And they never tell you that any number you choose is correct. Of course the idea is that "they" have a rule in mind that you're supposed to divine. But if you choose your own rule, then your good!

We should keep in mind that pRNGs are a big part of modern technology and that there are lots of test. http://www-users.math.umn.edu/~garrett/students/reu/pRNGs.pdf

One can argue that no test is 'perfect,' but then we have to figure out what is meant by 'perfect.' In the same way there are some good definitions of randomness.

The possibility space includes the number 5555555555 and it being the first number displayed doesn't, in any way, aid us in deciding whether the machine is a true random number generator or not. — TheMadFool

I don't think it's that clear. While statistical hypothesis tests are never conclusive (because haunted by the possibility of type-I and type-II error, I think it's fair to say that lower p-values (if understood) are experienced as stronger evidence against the null hypothesis (in this case randomness.)

> **Exercise details**
Extend the forum discussion above on testing whether numbers are random, picking up right after its final sentence.

> **Records shown**
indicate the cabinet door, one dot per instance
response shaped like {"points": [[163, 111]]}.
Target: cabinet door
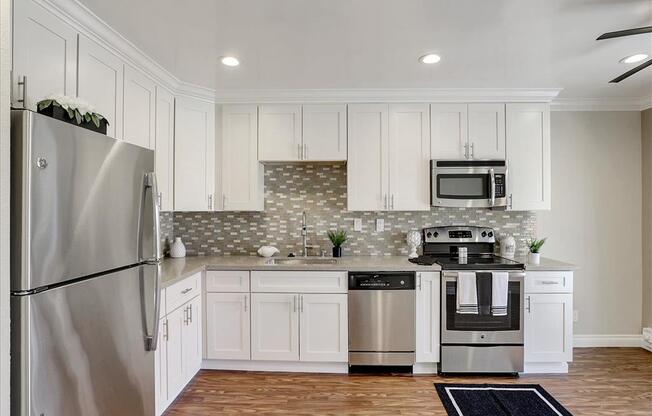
{"points": [[486, 131], [368, 164], [324, 132], [409, 157], [274, 326], [279, 133], [323, 327], [100, 82], [448, 134], [164, 134], [194, 155], [242, 175], [528, 154], [548, 328], [176, 323], [428, 313], [227, 326], [45, 52], [139, 108]]}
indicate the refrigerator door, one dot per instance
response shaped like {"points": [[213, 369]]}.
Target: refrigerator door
{"points": [[82, 202], [82, 349]]}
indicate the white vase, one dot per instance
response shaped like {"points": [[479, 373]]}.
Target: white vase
{"points": [[534, 258], [177, 249]]}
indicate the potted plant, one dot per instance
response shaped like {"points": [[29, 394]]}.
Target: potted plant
{"points": [[534, 245], [74, 111], [337, 238]]}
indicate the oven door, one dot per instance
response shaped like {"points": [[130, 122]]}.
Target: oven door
{"points": [[482, 328]]}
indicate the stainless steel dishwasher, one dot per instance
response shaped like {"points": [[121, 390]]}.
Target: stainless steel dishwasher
{"points": [[381, 318]]}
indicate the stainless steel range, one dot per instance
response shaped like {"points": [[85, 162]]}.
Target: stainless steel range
{"points": [[477, 335]]}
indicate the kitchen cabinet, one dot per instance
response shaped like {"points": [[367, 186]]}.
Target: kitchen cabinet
{"points": [[468, 131], [194, 155], [528, 156], [274, 326], [44, 53], [242, 182], [139, 109], [228, 326], [101, 82], [323, 325], [164, 147], [427, 317], [388, 157], [279, 134]]}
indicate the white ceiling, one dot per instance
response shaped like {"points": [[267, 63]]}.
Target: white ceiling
{"points": [[316, 44]]}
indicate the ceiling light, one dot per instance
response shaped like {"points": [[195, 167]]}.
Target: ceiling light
{"points": [[430, 58], [634, 58], [230, 61]]}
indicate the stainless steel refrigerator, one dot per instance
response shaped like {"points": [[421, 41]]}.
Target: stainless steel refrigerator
{"points": [[84, 273]]}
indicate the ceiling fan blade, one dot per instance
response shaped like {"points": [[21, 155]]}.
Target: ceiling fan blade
{"points": [[626, 32], [632, 71]]}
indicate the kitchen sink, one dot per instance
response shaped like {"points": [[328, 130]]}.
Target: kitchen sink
{"points": [[298, 261]]}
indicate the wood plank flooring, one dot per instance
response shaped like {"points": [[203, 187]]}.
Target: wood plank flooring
{"points": [[601, 381]]}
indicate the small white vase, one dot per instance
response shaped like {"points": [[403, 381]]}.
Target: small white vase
{"points": [[177, 249], [534, 258]]}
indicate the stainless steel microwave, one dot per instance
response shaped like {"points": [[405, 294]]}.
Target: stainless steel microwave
{"points": [[468, 183]]}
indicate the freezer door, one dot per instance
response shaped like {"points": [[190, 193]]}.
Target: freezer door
{"points": [[82, 349], [82, 202]]}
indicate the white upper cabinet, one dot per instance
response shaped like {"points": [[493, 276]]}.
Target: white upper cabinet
{"points": [[448, 131], [100, 82], [194, 155], [367, 167], [139, 109], [164, 145], [45, 53], [324, 132], [486, 130], [528, 156], [241, 174], [409, 157], [279, 137]]}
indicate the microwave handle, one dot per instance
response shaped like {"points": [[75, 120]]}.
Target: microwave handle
{"points": [[492, 177]]}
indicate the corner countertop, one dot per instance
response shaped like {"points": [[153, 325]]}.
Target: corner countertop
{"points": [[174, 270]]}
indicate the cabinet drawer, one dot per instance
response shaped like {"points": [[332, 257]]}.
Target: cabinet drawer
{"points": [[548, 282], [227, 281], [299, 281], [181, 292]]}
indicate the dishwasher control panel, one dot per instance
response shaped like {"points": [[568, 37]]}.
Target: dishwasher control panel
{"points": [[382, 281]]}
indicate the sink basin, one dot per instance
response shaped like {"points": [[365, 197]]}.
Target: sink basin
{"points": [[290, 261]]}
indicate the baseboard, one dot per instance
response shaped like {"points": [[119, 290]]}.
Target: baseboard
{"points": [[624, 340]]}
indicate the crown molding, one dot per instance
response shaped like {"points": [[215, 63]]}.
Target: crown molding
{"points": [[386, 95]]}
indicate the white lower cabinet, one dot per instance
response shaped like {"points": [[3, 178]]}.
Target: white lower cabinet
{"points": [[427, 319]]}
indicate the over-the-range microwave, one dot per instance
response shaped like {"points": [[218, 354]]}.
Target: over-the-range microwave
{"points": [[468, 183]]}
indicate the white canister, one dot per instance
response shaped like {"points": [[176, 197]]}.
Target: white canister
{"points": [[177, 249]]}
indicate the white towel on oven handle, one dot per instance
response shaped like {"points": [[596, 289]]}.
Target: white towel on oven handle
{"points": [[467, 293], [499, 293]]}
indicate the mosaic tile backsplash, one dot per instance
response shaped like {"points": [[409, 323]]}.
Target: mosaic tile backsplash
{"points": [[320, 190]]}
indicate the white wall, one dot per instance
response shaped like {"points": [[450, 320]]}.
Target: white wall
{"points": [[595, 221]]}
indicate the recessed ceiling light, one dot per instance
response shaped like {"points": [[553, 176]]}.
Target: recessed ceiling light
{"points": [[230, 61], [430, 58], [634, 58]]}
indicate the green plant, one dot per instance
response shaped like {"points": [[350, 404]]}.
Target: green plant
{"points": [[337, 237], [535, 245]]}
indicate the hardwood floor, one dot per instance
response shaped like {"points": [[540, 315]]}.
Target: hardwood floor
{"points": [[601, 381]]}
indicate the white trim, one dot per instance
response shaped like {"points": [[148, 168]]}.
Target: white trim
{"points": [[403, 95], [287, 366], [624, 340]]}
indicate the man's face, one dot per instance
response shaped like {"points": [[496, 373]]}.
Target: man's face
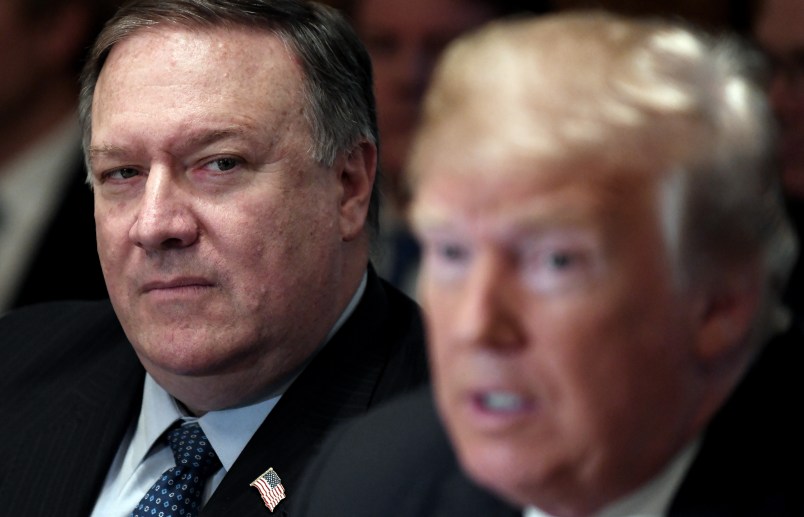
{"points": [[778, 30], [561, 346], [404, 40], [218, 235]]}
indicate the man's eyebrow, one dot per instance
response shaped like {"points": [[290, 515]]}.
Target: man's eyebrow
{"points": [[190, 141]]}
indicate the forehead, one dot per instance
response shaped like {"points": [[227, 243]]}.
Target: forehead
{"points": [[503, 195], [184, 70]]}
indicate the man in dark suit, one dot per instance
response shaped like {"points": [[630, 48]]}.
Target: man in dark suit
{"points": [[233, 148], [605, 253]]}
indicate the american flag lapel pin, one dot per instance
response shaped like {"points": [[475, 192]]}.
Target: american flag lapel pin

> **Result of this exercise**
While each string of digits is equally likely, we can categorize strings by how spread out over the 10 categories they are. The more spread-out strings are more common and therefore more likely. The string is all 5s has only 9 other strings of similar extremity. That's a 1 in 10^9 chance of such a concentration, which is strong evidence against randomness.

The more spread-out strings are more common and therefore more likely. The string is all 5s has only 9 other strings of similar extremity. That's a 1 in 10^9 chance of such a concentration, which is strong evidence against randomness. — T H E

This is thinking that has been led astray, and with probabilities that happens easily. The only remedy is to be very careful about what you're looking at, and having decided that, not to be distracted into confusing yourself with problems that are just plain different.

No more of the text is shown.